Selected excerpt:
[Start of section]

This is the eighth feature in a series we call “Fresh Cuts.” It’s a selection of newly released tracks and videos from across Africa and the diaspora, featuring established and up-and-coming artists and everything in between. It’s been a bit of a wait since volume seven, so we’re including some tracks that were released several months ago but still retain their freshness. Today we’ve got, among other things, unbridled Ghanaian dance beats, fierce Brazilian hip-hop, Sudan-inspired electronic violin experiments, colorful Colombian dance fun, suave Afrobeats and soulful grooves from London and Dublin. In case you missed them, also check out our previous “Fresh Cuts.”
Here’s the full playlists of this music (be mindful that these won’t include every song listed here due to the variety of platforms artists are using to share their music). Scroll beyond to read about the artists and watch the great music videos. Enjoy!

[End of section]

Questions:
• 1. Answer these questions on the Fresh Cuts introduction:
(a) Which installment of the series is this feature?
(b) Why won't the playlists include every song listed?
(c) What kind of Brazilian music does the feature include?
• 2. Resume the Fresh Cuts introduction from where it stops, writing a few sentences in the same voice.

(Items listed in a dataset)
[Start of section]

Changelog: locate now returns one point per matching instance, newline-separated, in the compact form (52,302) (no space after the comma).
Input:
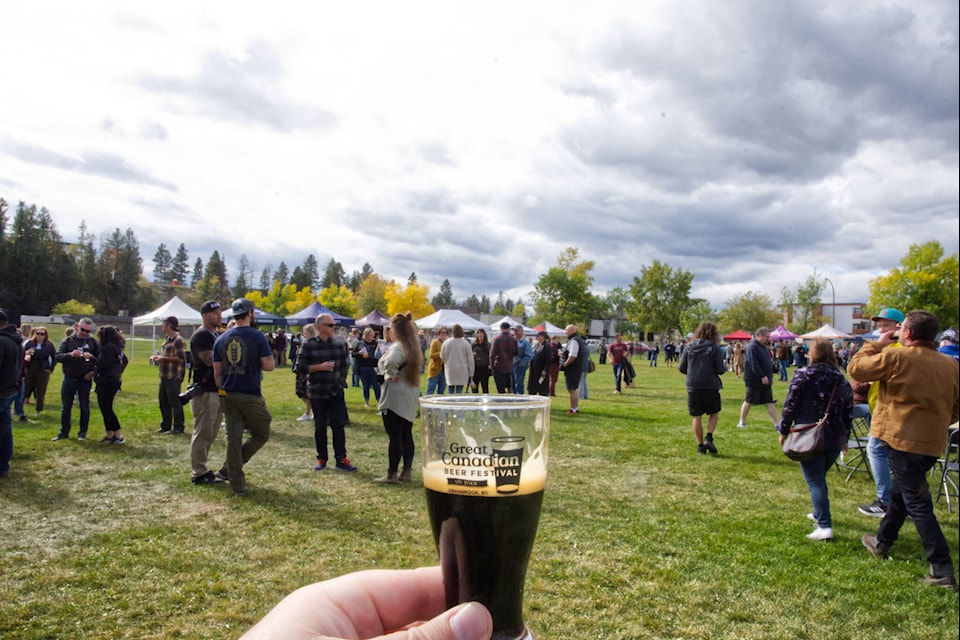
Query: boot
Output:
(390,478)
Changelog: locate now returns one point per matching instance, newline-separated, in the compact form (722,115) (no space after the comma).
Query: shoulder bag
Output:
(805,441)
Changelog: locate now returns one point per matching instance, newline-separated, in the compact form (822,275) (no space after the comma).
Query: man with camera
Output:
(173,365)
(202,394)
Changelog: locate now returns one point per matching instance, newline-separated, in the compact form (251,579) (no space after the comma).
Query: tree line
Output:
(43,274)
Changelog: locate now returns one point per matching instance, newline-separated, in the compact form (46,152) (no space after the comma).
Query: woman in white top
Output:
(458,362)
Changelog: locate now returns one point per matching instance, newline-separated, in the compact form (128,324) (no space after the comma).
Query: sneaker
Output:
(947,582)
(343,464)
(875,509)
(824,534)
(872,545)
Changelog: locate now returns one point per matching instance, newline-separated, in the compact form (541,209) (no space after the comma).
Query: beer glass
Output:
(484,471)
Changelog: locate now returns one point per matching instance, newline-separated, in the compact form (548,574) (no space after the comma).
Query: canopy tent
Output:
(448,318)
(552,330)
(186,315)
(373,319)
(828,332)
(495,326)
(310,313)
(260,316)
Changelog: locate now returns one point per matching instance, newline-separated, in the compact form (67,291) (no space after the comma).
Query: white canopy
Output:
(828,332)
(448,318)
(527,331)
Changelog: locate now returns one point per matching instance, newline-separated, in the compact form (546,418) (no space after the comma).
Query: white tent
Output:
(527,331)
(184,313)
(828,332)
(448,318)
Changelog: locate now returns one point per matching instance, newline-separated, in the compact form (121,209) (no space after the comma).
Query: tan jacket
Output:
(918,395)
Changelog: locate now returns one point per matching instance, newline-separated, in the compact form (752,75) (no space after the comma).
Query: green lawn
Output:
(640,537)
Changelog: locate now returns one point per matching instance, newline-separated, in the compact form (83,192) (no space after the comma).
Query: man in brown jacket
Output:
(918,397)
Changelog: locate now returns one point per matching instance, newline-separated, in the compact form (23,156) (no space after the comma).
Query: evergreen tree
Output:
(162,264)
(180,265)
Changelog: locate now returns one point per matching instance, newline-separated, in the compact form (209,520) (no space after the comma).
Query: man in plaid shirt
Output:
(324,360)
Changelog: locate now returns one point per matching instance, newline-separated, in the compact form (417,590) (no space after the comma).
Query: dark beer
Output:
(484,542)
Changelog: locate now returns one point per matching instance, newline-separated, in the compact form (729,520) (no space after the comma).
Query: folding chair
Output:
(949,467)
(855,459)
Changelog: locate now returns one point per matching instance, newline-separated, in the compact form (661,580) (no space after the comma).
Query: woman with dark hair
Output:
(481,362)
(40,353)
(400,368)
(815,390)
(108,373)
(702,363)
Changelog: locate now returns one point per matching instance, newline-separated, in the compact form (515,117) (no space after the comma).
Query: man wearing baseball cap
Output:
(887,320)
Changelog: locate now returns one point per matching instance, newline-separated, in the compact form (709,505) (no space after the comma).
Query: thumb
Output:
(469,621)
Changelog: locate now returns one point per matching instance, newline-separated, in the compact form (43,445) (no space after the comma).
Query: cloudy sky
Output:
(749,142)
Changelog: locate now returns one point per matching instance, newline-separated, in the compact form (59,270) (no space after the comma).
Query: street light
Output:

[End of section]

Answers to the problems:
• 1.
(a) The eighth.
(b) Artists use a variety of platforms to share their music.
(c) Fierce Brazilian hip-hop.

• 2.
J Hus, “Common Sense”
J Hus is no joke. He’s an East Londoner of Gambian origin who, after several rough and tumble years of youth, has been crafting a much-loved, brilliant mix of hip-hop, grime, Afrobeats and dancehall. His rich rhymes pair with impeccable, full-bodied production to stunning effect. If you dig it, we recommend you check this interview with J Hus on Fader. Also be sure to check the A+ whole of his recent album, Common Sense.
Bomba Estéreo, “Internacionales”
Bomba Estéreo has the most fun. This technicolor, Colombian tropical-electro-cumbia band cranks out the hypest, hippest, funkiest tunes again and again, like the smash hit “Soy Yo” or this year’s “Duele.” Here’s a recent video for the song “Internacionales,” in which a bummed-out, sheltered travel agent breaks out and goes on a roller skate world tour, joyfully rolling across continents. Over Simón Mejía’s thundering, sparkling reggaeton-rooted beats, Liliana Saumet sings a radiant song of unity across all borders in a good dance party.
Sudan Archives, “Water”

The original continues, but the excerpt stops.